Point localization data:
□ □ □ □ □

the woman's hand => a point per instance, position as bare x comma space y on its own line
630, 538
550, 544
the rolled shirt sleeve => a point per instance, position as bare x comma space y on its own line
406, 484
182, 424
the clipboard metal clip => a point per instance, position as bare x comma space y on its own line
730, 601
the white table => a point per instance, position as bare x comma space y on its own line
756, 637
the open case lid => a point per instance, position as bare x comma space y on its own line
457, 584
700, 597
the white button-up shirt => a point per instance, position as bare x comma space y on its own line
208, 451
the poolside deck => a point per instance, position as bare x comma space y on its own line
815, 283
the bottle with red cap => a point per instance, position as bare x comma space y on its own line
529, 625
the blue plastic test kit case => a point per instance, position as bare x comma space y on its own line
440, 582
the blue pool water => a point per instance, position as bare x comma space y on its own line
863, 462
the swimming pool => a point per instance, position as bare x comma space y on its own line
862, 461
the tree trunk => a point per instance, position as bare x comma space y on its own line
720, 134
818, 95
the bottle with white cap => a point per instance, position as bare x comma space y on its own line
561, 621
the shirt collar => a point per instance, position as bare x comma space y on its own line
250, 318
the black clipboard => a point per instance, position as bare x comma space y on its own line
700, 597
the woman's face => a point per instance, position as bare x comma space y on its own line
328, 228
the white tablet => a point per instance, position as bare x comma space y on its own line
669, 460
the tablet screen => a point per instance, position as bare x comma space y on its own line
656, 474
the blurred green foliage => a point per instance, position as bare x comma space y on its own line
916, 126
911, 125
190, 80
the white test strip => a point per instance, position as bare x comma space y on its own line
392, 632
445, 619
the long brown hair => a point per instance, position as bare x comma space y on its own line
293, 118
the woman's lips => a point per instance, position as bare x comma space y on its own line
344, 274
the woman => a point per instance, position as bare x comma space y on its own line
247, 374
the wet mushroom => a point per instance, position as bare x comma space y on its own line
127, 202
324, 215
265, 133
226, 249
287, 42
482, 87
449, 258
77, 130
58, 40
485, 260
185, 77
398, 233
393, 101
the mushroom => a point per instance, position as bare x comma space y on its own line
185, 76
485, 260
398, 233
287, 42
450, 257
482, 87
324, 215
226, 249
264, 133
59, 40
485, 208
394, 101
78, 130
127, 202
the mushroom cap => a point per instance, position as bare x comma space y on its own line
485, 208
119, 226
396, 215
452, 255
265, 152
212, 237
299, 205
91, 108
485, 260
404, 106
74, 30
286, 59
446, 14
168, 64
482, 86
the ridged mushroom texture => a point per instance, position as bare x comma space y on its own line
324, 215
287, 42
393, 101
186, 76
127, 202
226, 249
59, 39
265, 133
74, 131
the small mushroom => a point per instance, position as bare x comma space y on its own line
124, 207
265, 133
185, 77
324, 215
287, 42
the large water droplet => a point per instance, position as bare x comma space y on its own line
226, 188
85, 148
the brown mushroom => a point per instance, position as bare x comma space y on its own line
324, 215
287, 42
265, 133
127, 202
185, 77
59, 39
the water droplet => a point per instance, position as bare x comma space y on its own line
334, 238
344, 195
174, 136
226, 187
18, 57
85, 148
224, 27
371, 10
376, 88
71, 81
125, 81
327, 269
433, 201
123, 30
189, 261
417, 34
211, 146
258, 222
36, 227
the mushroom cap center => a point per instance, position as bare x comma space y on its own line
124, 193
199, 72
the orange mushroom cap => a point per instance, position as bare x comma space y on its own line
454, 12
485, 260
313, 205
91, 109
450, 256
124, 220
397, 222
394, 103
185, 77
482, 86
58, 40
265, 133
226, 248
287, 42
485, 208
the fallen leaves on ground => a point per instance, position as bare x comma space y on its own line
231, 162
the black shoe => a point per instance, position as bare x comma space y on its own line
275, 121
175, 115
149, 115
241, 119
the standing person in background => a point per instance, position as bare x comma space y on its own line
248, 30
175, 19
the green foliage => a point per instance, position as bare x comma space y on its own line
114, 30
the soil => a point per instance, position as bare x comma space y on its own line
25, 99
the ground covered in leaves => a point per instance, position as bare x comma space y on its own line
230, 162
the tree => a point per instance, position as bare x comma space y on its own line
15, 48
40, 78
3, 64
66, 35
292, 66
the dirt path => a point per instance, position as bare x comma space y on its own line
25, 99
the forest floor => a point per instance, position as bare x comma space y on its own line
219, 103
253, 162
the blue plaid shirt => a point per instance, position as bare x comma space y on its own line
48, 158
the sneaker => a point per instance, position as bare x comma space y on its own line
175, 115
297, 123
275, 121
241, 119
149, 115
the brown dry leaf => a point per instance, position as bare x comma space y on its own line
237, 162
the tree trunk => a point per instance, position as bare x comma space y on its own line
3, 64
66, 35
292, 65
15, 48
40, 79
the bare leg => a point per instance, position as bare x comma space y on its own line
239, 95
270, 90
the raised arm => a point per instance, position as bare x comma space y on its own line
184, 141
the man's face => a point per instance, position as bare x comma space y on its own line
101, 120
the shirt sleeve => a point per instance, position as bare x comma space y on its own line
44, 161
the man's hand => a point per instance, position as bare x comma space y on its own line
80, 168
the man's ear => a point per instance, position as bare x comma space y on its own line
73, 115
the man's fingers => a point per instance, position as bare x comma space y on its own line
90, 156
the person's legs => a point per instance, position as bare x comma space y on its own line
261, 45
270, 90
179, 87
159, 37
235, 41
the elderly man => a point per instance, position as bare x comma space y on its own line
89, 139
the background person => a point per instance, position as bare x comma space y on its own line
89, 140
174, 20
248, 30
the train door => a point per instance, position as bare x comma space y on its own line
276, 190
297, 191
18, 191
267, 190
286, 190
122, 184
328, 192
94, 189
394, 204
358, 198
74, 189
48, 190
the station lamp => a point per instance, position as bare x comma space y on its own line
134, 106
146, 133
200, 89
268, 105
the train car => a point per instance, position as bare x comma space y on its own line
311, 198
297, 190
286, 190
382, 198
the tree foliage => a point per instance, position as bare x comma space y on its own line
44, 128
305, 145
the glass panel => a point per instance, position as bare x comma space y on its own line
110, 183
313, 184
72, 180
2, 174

□ □ □ □ □

> **What you need to do**:
All of the records above are to be returned exactly as they stand.

> **Solution to this problem**:
the woman's hand => a point per instance, position as bare x comma space y on its own line
630, 538
550, 544
the rolled shirt sleeve => a point per instance, position as bare x comma space y on its own line
406, 484
182, 424
the clipboard metal clip => a point per instance, position as bare x comma space y on its own line
730, 601
the white table => a point per instance, position as bare x comma space y on its own line
756, 637
the open case lid => a point per instance, position as bare x comma space y on its own line
457, 584
700, 597
the white button-up shirt => a point per instance, position as bare x comma space y on its own line
208, 451
the poolside deck => a point per instance, position as bare x comma space y on its own line
815, 283
the bottle with red cap => a point per instance, position as bare x comma space y on its own line
529, 625
the blue plastic test kit case => a point per instance, position as bare x comma space y on its own line
440, 582
the blue pool water => a point per instance, position as bare x comma space y on its own line
863, 462
the swimming pool => a point per instance, position as bare x comma space y on its own line
862, 461
the tree trunk => a point per instance, position as bare x comma space y on its own line
720, 134
818, 95
the bottle with white cap => a point per instance, position as bare x comma space y on its own line
561, 621
the shirt collar => a point per instance, position as bare x comma space y on its own line
250, 318
the black clipboard => a point per instance, position as bare x comma space y on its own line
700, 597
the woman's face => a point per instance, position as bare x comma space y on its own line
328, 228
the white tablet => a point per instance, position as bare x comma space y on its own line
669, 460
the tablet screen => a point per instance, position as bare x comma space y on its own line
656, 474
the blurred green foliage => a point per instance, position as bare x comma space y on its own line
916, 126
911, 125
190, 80
the white test strip => a point per instance, position as bare x comma space y on its own line
392, 632
445, 619
the long brown hair => a point per instance, position as bare x comma space y on its own line
293, 118
the woman's lips => a point per instance, position as bare x comma space y on its own line
344, 274
the woman => a point per instance, position as bare x comma space y on its own line
247, 374
the wet mushroom => a point per instance, position as bare x comma space y on its own line
127, 202
324, 215
265, 133
226, 249
287, 42
482, 87
449, 258
77, 130
58, 40
485, 260
185, 77
398, 233
393, 101
the mushroom => a point per instance, position as bare x comma space y on its own line
185, 76
485, 260
398, 233
287, 42
450, 257
482, 87
324, 215
226, 249
264, 133
59, 40
485, 208
394, 101
78, 130
127, 202
the mushroom cap => a point per instance, position as bare x comma space y on its own line
485, 208
119, 226
396, 215
452, 255
265, 152
212, 237
299, 205
91, 108
485, 260
404, 106
74, 30
286, 59
446, 14
168, 64
482, 86
the ridged mushroom texture => a point per instance, position as bare x comma space y on its own line
324, 215
287, 42
393, 101
186, 76
127, 202
226, 249
59, 39
265, 133
74, 131
the small mushroom => a point per instance, position as bare x comma space y on its own line
124, 207
265, 133
185, 77
324, 215
287, 42
the large water droplet => a point per instance, position as bare x comma space y on its own line
226, 188
85, 148
the brown mushroom => a point per instance, position as bare x comma space y on its own line
324, 215
287, 42
265, 133
127, 202
185, 77
59, 39
the water droplet => a point per instance, position as bare x comma space y on its own line
334, 238
344, 195
174, 136
226, 187
18, 57
85, 148
224, 27
371, 10
376, 88
71, 81
125, 81
327, 269
433, 201
123, 30
189, 261
417, 34
211, 146
258, 222
36, 227
the mushroom cap center => a point per instance, position as bare x comma space y on its own line
124, 193
199, 72
the orange mushroom cap => a point per instance, position as bare x comma space y on its own line
454, 12
485, 260
313, 205
91, 109
450, 256
124, 220
397, 222
394, 103
185, 77
482, 86
58, 40
265, 133
226, 248
287, 42
485, 208
the fallen leaves on ground => a point per instance, position as bare x comma space y on its own line
231, 162
the black shoe => a point per instance, position as bare x comma space y on its own line
275, 121
175, 115
149, 115
241, 119
the standing person in background => a point per instance, position as bare x comma space y on its own line
248, 30
175, 19
the green foliage => a point per instance, position as bare x comma space y on its own line
114, 30
the soil => a point per instance, position as bare x comma space y on its own line
25, 99
the ground covered in leaves => a point per instance, position as bare x comma space y on its own line
230, 162
the tree => a point per instance, position as bare x comma space y on its own line
15, 48
40, 78
3, 64
66, 35
292, 66
the dirt path => a point per instance, position as bare x comma space y on its own line
25, 99
the forest floor => a point per instance, position as bare x comma space y on its own line
219, 103
253, 162
the blue plaid shirt => a point per instance, position as bare x comma space y on its own line
48, 158
the sneaker => a point per instance, position as bare x comma space y on its own line
175, 115
297, 123
275, 121
241, 119
149, 115
the brown dry leaf => a point per instance, position as bare x comma space y on its own line
237, 162
the tree trunk => a point per instance, position as bare x comma space y on its own line
3, 64
66, 35
292, 65
15, 48
40, 79
the bare leg => a point per instance, position as bare x comma space y on its own line
239, 95
270, 90
the raised arm => a point per instance, position as bare x comma space y on its own line
184, 141
the man's face => a point per instance, position as bare x comma space y on its own line
101, 120
the shirt sleeve => a point per instance, position as bare x comma space y on its own line
44, 161
the man's hand => a point per instance, position as bare x comma space y on its own line
80, 168
the man's ear => a point per instance, position as bare x comma space y on its own line
73, 115
the man's fingers => a point per instance, position as bare x comma space y on its own line
90, 156
the person's legs => a point per instance, position as bare x comma space y on its own line
261, 45
270, 90
179, 87
159, 37
235, 41
the elderly man => a point per instance, position as bare x comma space y on its own line
89, 139
the background person => a point per instance, position as bare x comma space y on its own line
89, 140
174, 20
248, 30
the train door => a point per instance, position as bare x comma space y on its own line
276, 190
297, 191
18, 191
267, 190
286, 190
122, 184
328, 192
94, 189
394, 204
358, 198
74, 189
48, 190
the station lamp => a point per instance, position as bare x comma space y on its own line
134, 106
146, 133
200, 89
268, 105
the train car => a point per instance, position as bare x comma space y on its own line
311, 198
297, 190
286, 190
382, 198
the tree foliage => a point per instance, position as bare x comma space y on its own line
44, 128
305, 145
the glass panel => a point per instance, position as bare x comma space y on its own line
110, 183
313, 184
72, 180
2, 174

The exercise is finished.